Short exercise: Retype every line from the one containing "For the benchmark, mark every instance of the concrete" through the last line of the records below, both included; leave out the pictures.

(Location annotation dataset excerpts)
»»
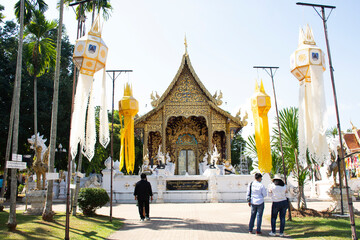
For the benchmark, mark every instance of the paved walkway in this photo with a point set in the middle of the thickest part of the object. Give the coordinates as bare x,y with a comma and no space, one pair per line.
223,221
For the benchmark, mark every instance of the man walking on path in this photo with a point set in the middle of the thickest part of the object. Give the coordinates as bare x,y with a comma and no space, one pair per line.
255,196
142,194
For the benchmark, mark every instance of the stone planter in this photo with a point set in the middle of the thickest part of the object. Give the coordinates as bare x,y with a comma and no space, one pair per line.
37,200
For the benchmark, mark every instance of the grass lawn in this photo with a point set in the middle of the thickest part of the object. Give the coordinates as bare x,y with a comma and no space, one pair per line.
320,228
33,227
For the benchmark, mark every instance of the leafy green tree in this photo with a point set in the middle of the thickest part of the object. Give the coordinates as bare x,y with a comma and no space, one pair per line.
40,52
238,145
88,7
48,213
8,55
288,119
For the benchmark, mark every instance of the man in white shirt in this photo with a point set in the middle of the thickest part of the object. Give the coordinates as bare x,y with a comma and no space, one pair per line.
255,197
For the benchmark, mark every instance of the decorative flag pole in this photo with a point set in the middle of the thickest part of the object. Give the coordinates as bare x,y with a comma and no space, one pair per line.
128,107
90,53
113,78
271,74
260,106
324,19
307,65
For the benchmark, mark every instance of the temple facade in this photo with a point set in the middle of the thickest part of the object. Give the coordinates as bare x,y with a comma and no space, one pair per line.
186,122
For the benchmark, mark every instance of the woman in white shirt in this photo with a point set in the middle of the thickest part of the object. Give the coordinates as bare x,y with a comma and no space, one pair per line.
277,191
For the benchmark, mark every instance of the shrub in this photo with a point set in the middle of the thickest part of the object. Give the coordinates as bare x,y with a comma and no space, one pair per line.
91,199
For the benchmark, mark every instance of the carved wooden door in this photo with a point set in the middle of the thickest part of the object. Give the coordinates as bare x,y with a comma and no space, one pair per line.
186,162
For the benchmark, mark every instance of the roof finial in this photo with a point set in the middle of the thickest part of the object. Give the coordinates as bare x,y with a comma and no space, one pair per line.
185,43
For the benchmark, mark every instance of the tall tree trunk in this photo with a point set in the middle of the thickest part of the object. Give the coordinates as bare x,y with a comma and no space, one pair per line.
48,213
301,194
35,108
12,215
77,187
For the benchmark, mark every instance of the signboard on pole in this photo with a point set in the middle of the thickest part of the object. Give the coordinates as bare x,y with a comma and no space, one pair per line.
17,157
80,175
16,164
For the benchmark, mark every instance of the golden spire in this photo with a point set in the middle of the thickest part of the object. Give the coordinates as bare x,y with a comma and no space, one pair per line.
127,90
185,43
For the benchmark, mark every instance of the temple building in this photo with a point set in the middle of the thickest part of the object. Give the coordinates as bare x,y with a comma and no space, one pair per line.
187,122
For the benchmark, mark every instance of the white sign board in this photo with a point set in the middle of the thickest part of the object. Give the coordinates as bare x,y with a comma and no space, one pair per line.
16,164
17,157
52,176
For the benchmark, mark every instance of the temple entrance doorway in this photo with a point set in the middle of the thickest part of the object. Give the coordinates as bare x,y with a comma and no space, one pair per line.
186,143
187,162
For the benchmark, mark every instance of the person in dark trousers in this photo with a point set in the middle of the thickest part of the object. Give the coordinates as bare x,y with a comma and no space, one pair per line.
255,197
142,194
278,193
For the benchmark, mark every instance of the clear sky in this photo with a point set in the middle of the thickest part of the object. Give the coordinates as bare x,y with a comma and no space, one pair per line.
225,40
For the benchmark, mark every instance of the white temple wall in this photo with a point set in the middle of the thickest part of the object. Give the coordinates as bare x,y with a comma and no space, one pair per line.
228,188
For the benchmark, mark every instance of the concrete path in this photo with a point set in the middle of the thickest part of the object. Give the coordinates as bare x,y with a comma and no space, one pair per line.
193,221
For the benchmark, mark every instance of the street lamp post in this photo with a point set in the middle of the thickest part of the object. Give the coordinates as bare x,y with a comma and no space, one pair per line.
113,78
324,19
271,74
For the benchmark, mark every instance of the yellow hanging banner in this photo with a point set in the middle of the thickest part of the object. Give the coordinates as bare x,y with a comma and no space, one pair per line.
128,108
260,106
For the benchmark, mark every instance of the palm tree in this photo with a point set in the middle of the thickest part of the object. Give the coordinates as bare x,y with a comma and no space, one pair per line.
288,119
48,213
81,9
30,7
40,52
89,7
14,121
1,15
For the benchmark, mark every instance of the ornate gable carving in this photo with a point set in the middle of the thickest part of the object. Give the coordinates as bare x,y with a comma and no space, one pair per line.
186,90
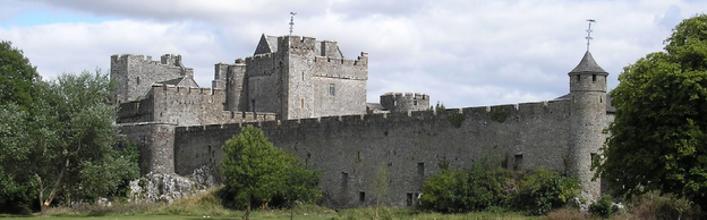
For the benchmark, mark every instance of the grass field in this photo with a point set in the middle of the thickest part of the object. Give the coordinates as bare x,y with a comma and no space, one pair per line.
««
Task answer:
For the benchmark, mark every instance of the concrete path in this photo with a point set in the middle of the thickest part of the object. Give the coordinates as bare x,y with a comma and no space, one pair per line.
193,221
For the benchmark, mark every instance of the street lamp post in this photo with a point set in the middle of the thickest part of the object. Give the coordinates as bare x,y with a comma and no space, one pair per line.
113,78
324,19
271,74
For the benchmark, mark every instance of the yellow hanging banner in this photo with a point set in the middle of the thickest part of the object. Give the coordinates as bare x,y with a comma and no space, one pair per line.
128,108
260,106
For the benchmark, mark every instance of the palm tree in this photo with a point set in the middle of the thickest part of the object. Give the coordinates as bare x,y with a comma and no space, one pair per line.
288,119
48,213
81,9
30,7
40,52
89,7
14,121
1,15
For the benchmark, mark every instance of the ornate gable carving in this photo with a point set in the middle of the thickest part of the object. Give the coordinates as bare x,y with a comma and no space, one pair per line.
186,90
For the benchmark, mark every instance of the grass field in this photo with a point set in the middle of the thickest part of the object. Give the coordinates as bare x,y with a comma and no space, one pair per line.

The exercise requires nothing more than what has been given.